— WHAT TO WORK ON —
Reproduce every record below, character by character.

Stored items from a collection

*** Begin section ***

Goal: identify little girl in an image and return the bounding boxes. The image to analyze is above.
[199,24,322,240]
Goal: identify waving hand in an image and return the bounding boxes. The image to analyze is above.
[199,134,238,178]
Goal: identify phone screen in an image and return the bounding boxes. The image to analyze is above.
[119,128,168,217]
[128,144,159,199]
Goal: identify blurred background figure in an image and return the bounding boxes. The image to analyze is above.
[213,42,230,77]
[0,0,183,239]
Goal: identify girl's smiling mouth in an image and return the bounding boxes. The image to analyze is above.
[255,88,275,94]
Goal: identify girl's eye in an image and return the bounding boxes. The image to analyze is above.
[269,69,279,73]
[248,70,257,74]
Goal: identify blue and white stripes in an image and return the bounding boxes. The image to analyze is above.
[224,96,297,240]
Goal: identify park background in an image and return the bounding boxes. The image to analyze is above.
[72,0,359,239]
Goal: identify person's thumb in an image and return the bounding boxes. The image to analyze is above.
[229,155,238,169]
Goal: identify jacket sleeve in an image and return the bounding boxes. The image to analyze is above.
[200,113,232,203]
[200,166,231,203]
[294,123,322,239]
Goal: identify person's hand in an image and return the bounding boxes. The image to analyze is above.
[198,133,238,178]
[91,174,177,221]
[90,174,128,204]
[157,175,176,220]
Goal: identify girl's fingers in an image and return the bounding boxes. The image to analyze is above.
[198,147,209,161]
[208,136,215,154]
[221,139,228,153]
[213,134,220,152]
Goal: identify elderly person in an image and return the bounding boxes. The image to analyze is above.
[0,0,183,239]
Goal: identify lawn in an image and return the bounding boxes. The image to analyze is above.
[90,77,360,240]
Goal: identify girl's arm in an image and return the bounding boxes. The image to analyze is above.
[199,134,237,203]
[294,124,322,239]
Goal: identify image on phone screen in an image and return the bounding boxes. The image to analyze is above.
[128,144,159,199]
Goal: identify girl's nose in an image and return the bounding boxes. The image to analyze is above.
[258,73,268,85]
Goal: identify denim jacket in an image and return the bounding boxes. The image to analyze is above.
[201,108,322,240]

*** End section ***

— EXPECTED OUTPUT —
Goal: identify little girl in an image and return the bounding boxes. The image to analyze is above.
[199,24,322,240]
Goal: identify waving hand in an image and return the bounding boxes. The image to analyze is above.
[199,134,238,178]
Goal: identify phone screen in an image and return the bounding boxes. The image to analyze is above.
[119,128,168,217]
[128,144,159,199]
Goal: identify blurred background figure in an image and return the bounding boxes. The image to analyze is above.
[213,42,230,77]
[0,0,183,239]
Goal: identify girl's smiling mouth in an image and return the bounding boxes. The image to analyze is above.
[255,88,275,94]
Goal: identify girl's eye in an image and return the bounding boxes. The image to analyze is above.
[269,69,279,73]
[248,70,257,74]
Goal: identify blue and white stripes in an image and return the bounding boxes. The image to analyze is above.
[224,96,297,240]
Goal: identify park background in an image and return the bounding boxes. The image to analyze is above.
[72,0,359,239]
Goal: identify person's thumb in an image and return the bounding boxes. The image to analyze is above.
[229,155,238,169]
Goal: identify jacket sleeve in an image and return the bounding boxes. The image to analyze is above.
[200,113,232,203]
[200,166,231,203]
[294,123,322,239]
Goal: identify person's hand in an image and return the bounding boxes. The image to analyze is above.
[198,133,238,178]
[91,174,177,221]
[90,174,128,204]
[157,175,176,220]
Goal: identify girl's fingers in an image and return the bounding boxes. The image to analyze is above.
[198,147,209,161]
[208,136,215,154]
[221,139,228,153]
[213,134,220,152]
Goal: identify elderly person in an image and return the bounding boxes. The image to analyze is above.
[0,0,183,239]
Goal: identify lawn in an image and return the bounding boxes. The image to analyze is above.
[90,77,360,240]
Goal: identify girl's arm in an image and return the bounding boxes. The image to analyze is above.
[199,134,237,203]
[294,124,322,239]
Goal: identify image on phone screen in an image and return the bounding boxes. The image to analyze is above.
[128,144,159,199]
Goal: identify girl's nose in an image and return the bounding boxes. The image to analyze is above.
[258,73,268,85]
Goal: identify denim jacket in an image and return the bounding boxes. The image to analyze is above.
[201,108,322,240]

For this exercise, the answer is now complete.